──────── Data shown

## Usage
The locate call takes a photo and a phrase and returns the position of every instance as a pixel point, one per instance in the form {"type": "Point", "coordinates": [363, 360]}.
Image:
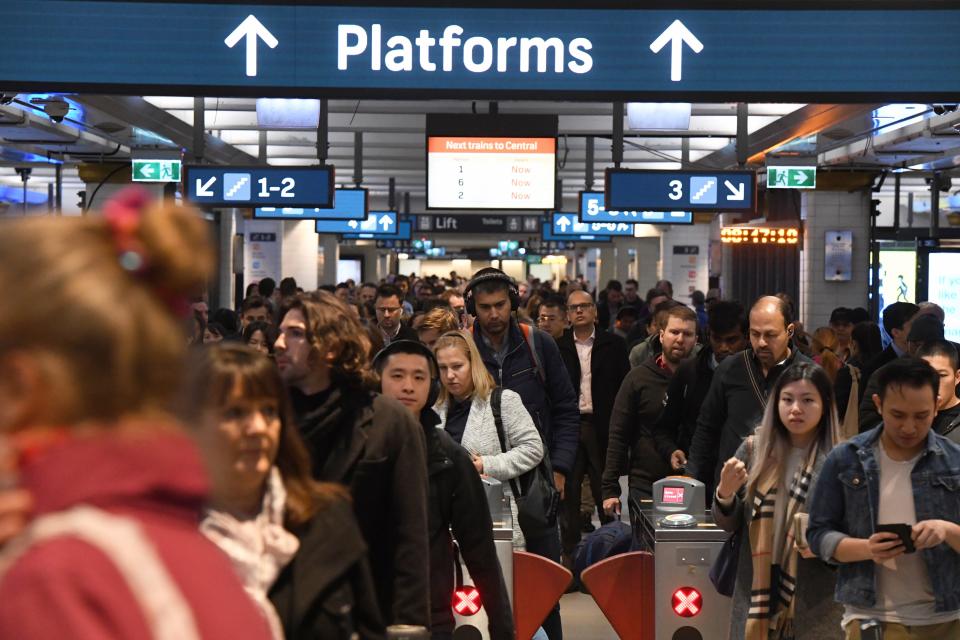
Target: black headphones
{"type": "Point", "coordinates": [490, 274]}
{"type": "Point", "coordinates": [412, 346]}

────────────────

• Exercise objective
Could you return all of the entries above exactly, without any images?

• Answer to this exercise
## Usage
The locate call takes a photo and a phrase and returns the position of every instance as a pixel point, one per instance in the form {"type": "Point", "coordinates": [363, 360]}.
Image:
Target: black headphones
{"type": "Point", "coordinates": [490, 274]}
{"type": "Point", "coordinates": [412, 346]}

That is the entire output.